Last week in the New Statesman they had Ziauddin Sardar, a darling of the British liberal media, spouting some of his well-known ideas. I am quite interested in Sardar because it was one of his books, now known as Introducing Islam, which was instrumental in influencing me to accept Islam. Nevertheless, the ideas put forward in his article in the NS last week, and in Introducing Islam, are just plain wrong, and worse, they are presented as fact and as widely-held opinion. They are, in fact, the opinions of a small intellectual group. Sardar's thesis is that, around the 14th century, Muslim scholars who were concerned about threats to their influence over Muslim society "closed the gates of ijtihad", in other words, banned fresh reasoning on religious issues. (Ijtihad means striving; it means personally exerting oneself to find answers to religious questions. It implies honesty, not judging by one's desires or opinions.) He alleges that it was replaced with taqlid, which he falsely translates as "blind imitation" when it actually means following qualified scholarship - in fact, most of the Salaf were people of taqlid as are most of those who criticise the practice today.

He complains that this resulted in an intellectual degeneration, and was a major reason for the ease with which the Muslims were later colonised. Sardar advocates the re-opening of the "gates of ijtihad" and misrepresents the reason, and extent, to which they have been closed. The gates of ijtihad on new issues, such as the Islamic response to newly-available medical procedures, has never been closed, but ijtihad is restricted to qualified people. It takes years to reach the standard of knowledge necessary to make genuine ijtihad. A contemporary scholar (an American convert who studied for decades in Jordan and Syria) told a gathering I attended that he met many people who compared themselves to the early imams of ijtihad, and none of them could even properly recite the Fatiha, the short opening chapter of the Qur'an, properly, which Muslims are expected to recite at least seventeen times every day!

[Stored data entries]

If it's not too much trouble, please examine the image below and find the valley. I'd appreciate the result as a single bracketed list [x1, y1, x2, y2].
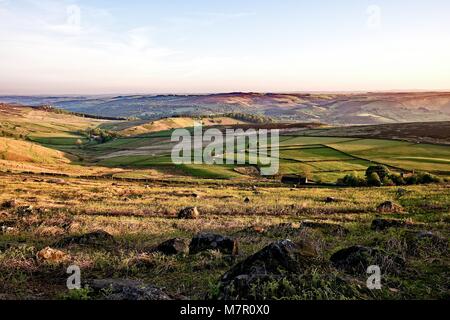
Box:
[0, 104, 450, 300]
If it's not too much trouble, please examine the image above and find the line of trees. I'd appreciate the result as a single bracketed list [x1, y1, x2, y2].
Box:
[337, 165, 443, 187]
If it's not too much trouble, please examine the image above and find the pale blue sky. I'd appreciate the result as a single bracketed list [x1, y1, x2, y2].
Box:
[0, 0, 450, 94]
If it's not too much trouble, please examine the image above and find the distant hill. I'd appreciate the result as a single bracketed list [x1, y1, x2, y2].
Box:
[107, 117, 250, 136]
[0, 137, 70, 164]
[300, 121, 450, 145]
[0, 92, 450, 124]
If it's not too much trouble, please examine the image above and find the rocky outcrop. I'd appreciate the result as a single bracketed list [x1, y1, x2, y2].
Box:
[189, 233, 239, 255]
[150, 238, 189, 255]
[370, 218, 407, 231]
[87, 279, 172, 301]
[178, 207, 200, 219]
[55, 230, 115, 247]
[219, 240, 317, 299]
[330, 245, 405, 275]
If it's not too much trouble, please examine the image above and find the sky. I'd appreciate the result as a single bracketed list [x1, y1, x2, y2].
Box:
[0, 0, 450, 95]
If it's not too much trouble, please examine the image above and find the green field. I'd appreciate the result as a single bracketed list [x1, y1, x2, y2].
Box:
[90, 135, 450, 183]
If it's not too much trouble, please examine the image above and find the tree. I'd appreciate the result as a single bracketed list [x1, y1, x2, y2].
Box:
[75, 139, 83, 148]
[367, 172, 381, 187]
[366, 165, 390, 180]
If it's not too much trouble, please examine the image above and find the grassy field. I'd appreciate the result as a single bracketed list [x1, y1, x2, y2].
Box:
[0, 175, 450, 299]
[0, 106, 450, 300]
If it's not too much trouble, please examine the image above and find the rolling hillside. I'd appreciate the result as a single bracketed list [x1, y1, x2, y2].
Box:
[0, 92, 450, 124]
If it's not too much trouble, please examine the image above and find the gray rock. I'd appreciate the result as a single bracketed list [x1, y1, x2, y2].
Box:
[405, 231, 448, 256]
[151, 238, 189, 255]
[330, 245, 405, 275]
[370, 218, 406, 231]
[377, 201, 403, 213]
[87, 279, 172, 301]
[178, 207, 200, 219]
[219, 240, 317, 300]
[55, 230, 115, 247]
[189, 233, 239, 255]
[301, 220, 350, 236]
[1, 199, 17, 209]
---
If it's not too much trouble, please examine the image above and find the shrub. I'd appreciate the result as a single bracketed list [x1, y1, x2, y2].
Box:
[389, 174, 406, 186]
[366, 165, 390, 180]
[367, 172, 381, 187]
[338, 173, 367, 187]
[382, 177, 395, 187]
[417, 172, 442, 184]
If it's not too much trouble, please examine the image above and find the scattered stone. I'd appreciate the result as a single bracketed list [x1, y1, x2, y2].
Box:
==
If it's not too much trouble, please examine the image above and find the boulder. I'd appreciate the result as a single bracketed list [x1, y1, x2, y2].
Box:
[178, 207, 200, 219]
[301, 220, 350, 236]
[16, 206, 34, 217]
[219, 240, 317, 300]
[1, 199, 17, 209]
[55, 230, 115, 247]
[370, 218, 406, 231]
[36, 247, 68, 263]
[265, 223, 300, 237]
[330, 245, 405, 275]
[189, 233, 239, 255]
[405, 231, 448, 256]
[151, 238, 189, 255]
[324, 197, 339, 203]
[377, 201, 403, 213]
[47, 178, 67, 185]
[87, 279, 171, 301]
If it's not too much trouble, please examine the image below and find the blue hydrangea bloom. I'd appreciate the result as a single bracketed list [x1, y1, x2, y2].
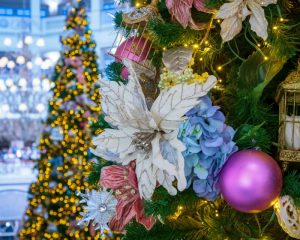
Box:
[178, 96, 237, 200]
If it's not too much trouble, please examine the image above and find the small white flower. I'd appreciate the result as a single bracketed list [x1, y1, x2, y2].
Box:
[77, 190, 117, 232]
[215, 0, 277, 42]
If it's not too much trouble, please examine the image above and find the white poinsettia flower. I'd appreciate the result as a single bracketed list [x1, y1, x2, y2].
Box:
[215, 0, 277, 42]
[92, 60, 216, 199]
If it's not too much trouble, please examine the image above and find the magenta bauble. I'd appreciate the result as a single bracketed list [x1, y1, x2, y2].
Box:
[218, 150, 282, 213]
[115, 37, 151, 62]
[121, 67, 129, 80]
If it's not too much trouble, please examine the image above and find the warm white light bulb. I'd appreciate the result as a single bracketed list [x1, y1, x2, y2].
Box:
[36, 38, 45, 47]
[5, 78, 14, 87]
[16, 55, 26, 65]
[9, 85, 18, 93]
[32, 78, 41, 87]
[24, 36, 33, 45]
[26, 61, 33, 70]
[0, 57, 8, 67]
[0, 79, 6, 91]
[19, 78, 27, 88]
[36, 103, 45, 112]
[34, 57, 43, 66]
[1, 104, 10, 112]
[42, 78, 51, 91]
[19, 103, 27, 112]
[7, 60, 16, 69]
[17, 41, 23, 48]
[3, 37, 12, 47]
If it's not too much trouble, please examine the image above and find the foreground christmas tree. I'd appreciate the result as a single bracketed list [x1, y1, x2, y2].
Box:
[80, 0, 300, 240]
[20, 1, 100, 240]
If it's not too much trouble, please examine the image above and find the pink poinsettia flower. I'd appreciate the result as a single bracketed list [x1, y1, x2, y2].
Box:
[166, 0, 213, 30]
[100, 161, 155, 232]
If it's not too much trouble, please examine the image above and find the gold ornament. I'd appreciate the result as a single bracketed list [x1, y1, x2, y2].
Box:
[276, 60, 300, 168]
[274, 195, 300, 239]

THE TASK ▸
According to the passage on ijtihad, what does taqlid actually mean? Answer from the passage on ijtihad alone.

WRITTEN SOLUTION ▸
Following qualified scholarship.